Written task » Rewrite the Hopper GPU article between "There are a" and "at regular intervals.", inclusive, swapping "compute engine makers" for "chip vendors".

“Hopper” GH100 GPUs Are The Heart Of A More Expansive Nvidia System

There are a lot of things that compute engine makers have to do if they want to compete in the datacenter, but perhaps the most important thing is to be consistent. The devices they make have to consistently push the technological envelope, and that have to be delivered in volume to the market when promised and at regular intervals.

With the new H100 line of GPU accelerators, based on the “Hopper” GH100 datacenter GPU, Nvidia is once again pushing the architectural envelope, and we presume that it has the capacity from foundry partner Taiwan Semiconductor Manufacturing Corp when the Hopper accelerators start shipping in the third quarter of 2022. The cadence is more or less at two years between datacenter GPUs, and that is what the market will accept for such complex devices. (When it comes to CPUs, the hyperscalers and cloud builders want an annual cadence, which is somewhat rougher to accomplish.)

Stored records »
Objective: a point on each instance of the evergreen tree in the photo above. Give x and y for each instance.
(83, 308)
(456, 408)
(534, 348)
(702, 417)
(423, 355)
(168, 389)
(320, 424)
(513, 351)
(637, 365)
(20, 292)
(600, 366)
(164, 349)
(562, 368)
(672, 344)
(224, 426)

Complete response »
There are a lot of things that chip vendors have to do if they want to compete in the datacenter, but perhaps the most important thing is to be consistent. The devices they make have to consistently push the technological envelope, and that have to be delivered in volume to the market when promised and at regular intervals.